* _Problems to work on_
a - Translate this sentence from the text on Shennong into Spanish: "He is venerated as a culture hero in China and Vietnam."
b - Using the text on Shennong, answer these questions:
(i) What is Shennong called in Vietnamese?
(ii) According to the Huainanzi, how many poisons did he consume in one day?
(iii) According to the Lüshi Chunqiu, for how many generations did the power of the Shennong house last?
c - Reproduce the part of the text on Shennong starting at "Shennong has at" and ending at "the laji(腊祭) rite).".

Shennong  (), variously translated as "Divine Farmer" or "Divine Husbandman", born Jiang Shinian (), was a mythological Chinese ruler known as the first Yan Emperor who has become a deity in Chinese and Vietnamese folk religion. He is venerated as a culture hero in China and Vietnam. In Vietnamese he is referred to as Thần Nông.

Shennong has at times been counted amongst the Three Sovereigns (also known as "Three Kings" or "Three Patrons"), a group of ancient deities or deified kings of prehistoric China. Shennong has been thought to have taught the ancient Chinese not only their practices of agriculture, but also the use of herbal drugs. Shennong was credited with various inventions: these include the hoe, plow (both leisi () style and the plowshare), axe, digging wells, agricultural irrigation, preserving stored seeds by using boiled horse urine, the weekly farmers market, the Chinese calendar (especially the division into the 24 jieqi or solar terms), and to have refined the therapeutic understanding of taking pulse measurements, acupuncture, and moxibustion, and to have instituted the harvest thanksgiving ceremony (zhaji(蜡祭) sacrificial rite, later known as the laji(腊祭) rite).

"Shennong" can also be taken to refer to his people, the Shennong-shi ().

Mythology
In Chinese mythology, Shennong taught humans the use of the plow, aspects of basic agriculture, and the use of medicinal plants. Possibly influenced by the Yan Emperor mythos or the use of slash-and-burn agriculture, Shennong was a god of burning wind. He was also sometimes said to be a progenitor to, or to have had as one of his ministers, Chiyou (and like him, was ox-headed, sharp-horned, bronze-foreheaded, and iron-skulled). 

Shennong is also thought to be the father of the Huang Emperor () who carried on the secrets of medicine, immortality, and making gold. According to the eighth century AD historian Sima Zhen's commentary to the second century BC Shiji (or, Records of the Grand Historian), Shennong is a kinsman of the Yellow Emperor and is said to be an ancestor, or a patriarch, of the ancient forebears of the Chinese.

In literature
Sima Qian () mentioned that the rulers directly preceding the Yellow Emperor were of the house (or societal group) of Shennong. Sima Zhen, who added a prologue for the Records of the Grand Historian (), said his surname was Jiang (), and proceeded to list his successors.  An older and more famous reference is in the Huainanzi; it tells how, prior to Shennong, people were sickly, wanting, starved and diseased; but he then taught them agriculture, which he himself had researched, eating hundreds of plants — and even consuming seventy poisons in one day. Shennong also features in the book popularly known in English as I Ching. Here, he is referenced as coming to power after the end of the house (or reign) of Paoxi (Fu Xi), also inventing a bent-wood plow, a cut-wood rake, teaching these skills to others, and establishing a noonday market. Another reference is in the Lüshi Chunqiu, mentioning some violence with regard to the rise of the Shennong house, and that their power lasted seventeen generations.

* _Raw data_
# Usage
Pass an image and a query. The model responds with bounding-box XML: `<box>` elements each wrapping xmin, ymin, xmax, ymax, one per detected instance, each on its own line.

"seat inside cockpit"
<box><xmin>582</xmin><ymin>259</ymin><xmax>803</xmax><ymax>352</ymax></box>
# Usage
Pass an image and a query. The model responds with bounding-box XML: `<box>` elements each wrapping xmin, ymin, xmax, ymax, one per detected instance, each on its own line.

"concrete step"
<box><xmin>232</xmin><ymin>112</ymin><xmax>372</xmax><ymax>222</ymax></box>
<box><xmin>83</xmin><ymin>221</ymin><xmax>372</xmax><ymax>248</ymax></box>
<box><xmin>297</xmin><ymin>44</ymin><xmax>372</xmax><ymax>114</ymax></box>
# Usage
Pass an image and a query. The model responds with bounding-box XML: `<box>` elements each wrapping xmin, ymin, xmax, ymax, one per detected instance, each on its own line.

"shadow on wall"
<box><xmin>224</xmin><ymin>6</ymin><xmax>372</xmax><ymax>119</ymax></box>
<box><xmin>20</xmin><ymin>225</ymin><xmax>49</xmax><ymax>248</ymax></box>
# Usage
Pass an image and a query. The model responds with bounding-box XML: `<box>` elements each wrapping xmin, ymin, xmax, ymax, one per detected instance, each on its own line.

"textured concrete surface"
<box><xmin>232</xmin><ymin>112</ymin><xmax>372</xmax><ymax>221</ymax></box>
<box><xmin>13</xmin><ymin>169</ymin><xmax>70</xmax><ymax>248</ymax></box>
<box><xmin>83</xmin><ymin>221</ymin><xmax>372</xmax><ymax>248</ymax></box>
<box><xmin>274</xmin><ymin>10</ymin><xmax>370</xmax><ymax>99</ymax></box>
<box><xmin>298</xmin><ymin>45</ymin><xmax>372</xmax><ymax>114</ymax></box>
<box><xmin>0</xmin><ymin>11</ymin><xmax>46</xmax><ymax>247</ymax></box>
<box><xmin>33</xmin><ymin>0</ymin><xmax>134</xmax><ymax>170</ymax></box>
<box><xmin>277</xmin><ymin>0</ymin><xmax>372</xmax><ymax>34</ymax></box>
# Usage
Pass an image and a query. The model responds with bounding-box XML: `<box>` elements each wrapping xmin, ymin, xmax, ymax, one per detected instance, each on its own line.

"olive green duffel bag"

* _Results of the tasks_
a - Es venerado como héroe cultural en China y Vietnam.

b -
(i) Thần Nông
(ii) Seventy
(iii) Seventeen

c -
Shennong has at times been counted amongst the Three Sovereigns (also known as "Three Kings" or "Three Patrons"), a group of ancient deities or deified kings of prehistoric China. Shennong has been thought to have taught the ancient Chinese not only their practices of agriculture, but also the use of herbal drugs. Shennong was credited with various inventions: these include the hoe, plow (both leisi () style and the plowshare), axe, digging wells, agricultural irrigation, preserving stored seeds by using boiled horse urine, the weekly farmers market, the Chinese calendar (especially the division into the 24 jieqi or solar terms), and to have refined the therapeutic understanding of taking pulse measurements, acupuncture, and moxibustion, and to have instituted the harvest thanksgiving ceremony (zhaji(蜡祭) sacrificial rite, later known as the laji(腊祭) rite).